HOW TO COMPLETE THIS TASK: Check every line of the data below for the word "paper" and say how many have it, without further comment.

DATA TO USE:
______________________________

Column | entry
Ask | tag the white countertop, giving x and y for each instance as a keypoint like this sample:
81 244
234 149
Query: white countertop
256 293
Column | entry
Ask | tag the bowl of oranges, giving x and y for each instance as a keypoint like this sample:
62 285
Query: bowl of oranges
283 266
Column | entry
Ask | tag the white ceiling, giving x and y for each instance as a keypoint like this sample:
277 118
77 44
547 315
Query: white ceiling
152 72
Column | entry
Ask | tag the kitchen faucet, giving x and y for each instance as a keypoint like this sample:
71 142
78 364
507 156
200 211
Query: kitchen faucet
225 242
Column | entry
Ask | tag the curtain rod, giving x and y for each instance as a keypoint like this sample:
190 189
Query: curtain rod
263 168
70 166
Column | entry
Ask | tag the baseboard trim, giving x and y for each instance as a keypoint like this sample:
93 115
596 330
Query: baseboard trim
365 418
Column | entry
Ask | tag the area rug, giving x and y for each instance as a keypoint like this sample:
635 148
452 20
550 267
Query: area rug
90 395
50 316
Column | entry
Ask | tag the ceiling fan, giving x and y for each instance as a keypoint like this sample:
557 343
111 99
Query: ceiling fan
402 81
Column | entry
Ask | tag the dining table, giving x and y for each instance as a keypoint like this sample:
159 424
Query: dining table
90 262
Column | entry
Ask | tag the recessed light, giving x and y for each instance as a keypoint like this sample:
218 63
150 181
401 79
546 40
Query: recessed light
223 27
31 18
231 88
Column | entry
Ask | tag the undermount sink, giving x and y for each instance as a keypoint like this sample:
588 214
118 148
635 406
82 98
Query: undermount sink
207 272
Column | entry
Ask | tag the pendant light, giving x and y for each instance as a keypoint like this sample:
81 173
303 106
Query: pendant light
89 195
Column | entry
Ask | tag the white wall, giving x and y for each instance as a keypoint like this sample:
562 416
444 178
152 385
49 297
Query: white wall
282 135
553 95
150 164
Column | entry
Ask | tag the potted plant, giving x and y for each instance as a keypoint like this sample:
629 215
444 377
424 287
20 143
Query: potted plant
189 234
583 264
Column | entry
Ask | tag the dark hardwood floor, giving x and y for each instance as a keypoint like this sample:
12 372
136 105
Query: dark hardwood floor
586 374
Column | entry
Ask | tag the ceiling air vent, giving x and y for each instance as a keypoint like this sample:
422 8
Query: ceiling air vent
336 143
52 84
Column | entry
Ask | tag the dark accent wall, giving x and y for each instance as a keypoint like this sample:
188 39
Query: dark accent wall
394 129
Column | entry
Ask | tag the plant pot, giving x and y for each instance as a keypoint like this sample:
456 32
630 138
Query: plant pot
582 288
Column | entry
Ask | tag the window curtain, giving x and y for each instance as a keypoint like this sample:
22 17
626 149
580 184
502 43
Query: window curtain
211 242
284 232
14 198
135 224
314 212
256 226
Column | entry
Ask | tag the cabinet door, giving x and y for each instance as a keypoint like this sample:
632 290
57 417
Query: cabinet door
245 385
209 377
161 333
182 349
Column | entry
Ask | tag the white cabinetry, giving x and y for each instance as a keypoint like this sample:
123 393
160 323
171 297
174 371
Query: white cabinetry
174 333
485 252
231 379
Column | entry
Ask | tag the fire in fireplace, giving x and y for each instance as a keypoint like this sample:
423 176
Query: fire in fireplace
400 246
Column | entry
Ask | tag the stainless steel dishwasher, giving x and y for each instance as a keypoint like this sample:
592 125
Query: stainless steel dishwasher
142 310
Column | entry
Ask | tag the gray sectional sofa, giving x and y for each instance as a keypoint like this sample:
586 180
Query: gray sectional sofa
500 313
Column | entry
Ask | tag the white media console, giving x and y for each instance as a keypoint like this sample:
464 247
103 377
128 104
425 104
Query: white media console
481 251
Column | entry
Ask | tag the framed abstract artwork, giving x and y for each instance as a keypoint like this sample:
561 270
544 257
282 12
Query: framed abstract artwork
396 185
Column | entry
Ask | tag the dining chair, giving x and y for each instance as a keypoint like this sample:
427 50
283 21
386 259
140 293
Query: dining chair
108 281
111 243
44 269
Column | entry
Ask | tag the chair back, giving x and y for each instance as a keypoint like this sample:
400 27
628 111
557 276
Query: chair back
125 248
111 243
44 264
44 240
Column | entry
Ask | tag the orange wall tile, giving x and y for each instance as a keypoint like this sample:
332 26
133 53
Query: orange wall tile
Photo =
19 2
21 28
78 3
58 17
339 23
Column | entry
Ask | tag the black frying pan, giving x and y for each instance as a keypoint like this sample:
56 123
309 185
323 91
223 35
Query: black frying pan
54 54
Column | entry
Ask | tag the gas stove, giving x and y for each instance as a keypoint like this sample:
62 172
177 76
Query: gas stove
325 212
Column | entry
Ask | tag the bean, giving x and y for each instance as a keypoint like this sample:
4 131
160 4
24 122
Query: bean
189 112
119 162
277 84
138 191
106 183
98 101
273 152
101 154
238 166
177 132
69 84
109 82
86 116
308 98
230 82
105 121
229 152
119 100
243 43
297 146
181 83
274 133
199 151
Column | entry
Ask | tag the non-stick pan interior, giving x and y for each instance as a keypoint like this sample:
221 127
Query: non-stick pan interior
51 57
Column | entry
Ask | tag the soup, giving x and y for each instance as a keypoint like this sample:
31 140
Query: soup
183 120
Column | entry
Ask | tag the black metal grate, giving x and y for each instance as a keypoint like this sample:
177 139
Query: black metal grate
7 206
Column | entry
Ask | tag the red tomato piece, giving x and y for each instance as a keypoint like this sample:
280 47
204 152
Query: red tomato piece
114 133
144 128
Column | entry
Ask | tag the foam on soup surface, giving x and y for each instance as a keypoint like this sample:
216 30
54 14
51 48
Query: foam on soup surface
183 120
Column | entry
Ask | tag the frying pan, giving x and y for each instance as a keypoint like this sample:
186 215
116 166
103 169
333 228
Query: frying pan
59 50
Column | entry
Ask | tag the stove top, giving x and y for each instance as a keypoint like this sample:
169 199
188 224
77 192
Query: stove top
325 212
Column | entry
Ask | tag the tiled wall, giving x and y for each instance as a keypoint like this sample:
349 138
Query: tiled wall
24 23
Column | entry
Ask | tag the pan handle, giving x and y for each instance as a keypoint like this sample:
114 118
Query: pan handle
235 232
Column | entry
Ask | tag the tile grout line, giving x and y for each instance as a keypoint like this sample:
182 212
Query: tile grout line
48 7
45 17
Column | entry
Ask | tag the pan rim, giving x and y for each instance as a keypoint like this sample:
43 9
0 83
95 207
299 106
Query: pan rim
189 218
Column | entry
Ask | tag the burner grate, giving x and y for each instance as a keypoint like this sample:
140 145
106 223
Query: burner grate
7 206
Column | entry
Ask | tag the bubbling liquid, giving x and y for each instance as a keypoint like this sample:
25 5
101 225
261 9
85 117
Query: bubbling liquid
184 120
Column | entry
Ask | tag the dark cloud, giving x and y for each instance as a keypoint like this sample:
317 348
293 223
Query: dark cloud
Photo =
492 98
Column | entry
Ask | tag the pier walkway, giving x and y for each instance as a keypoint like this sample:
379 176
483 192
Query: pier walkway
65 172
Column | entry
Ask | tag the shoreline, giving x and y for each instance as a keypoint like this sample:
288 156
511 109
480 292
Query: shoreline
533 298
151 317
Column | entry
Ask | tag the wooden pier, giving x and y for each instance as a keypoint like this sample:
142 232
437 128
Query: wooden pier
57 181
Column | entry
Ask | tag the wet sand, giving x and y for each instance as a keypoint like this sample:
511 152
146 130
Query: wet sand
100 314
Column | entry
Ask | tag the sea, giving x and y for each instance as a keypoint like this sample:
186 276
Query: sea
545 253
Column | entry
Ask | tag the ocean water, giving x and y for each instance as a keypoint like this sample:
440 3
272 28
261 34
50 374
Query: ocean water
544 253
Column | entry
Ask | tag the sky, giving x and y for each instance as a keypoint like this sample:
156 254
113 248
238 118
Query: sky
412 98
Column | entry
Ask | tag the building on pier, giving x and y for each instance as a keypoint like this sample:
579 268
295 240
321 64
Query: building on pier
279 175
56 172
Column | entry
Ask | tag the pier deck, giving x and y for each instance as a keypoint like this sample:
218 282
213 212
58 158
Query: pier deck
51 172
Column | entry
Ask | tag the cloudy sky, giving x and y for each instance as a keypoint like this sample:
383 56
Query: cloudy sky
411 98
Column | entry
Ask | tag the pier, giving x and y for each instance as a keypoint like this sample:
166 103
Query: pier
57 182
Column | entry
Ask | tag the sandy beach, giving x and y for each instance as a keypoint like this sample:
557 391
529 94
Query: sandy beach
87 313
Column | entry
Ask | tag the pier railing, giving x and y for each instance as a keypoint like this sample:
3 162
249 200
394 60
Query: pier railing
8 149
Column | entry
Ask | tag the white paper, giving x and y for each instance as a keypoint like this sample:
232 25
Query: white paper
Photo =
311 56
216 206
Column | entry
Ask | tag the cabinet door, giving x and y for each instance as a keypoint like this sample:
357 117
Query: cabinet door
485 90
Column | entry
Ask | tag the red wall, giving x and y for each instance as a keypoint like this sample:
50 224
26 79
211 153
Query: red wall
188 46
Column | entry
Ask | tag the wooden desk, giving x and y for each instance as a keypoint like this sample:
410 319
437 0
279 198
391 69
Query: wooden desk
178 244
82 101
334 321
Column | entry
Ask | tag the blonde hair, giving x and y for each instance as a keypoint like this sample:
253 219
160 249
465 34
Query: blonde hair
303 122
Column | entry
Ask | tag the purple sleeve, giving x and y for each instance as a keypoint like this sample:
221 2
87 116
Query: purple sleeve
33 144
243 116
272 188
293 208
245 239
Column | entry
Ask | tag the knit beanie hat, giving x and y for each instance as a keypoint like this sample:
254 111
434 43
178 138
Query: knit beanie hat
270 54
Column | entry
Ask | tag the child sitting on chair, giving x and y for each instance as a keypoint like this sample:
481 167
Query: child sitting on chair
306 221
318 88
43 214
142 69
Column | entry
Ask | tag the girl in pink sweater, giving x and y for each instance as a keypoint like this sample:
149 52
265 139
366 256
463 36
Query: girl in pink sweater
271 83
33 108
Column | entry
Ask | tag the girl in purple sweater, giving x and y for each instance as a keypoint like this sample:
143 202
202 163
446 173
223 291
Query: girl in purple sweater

______________________________

ANSWER SPACE: 2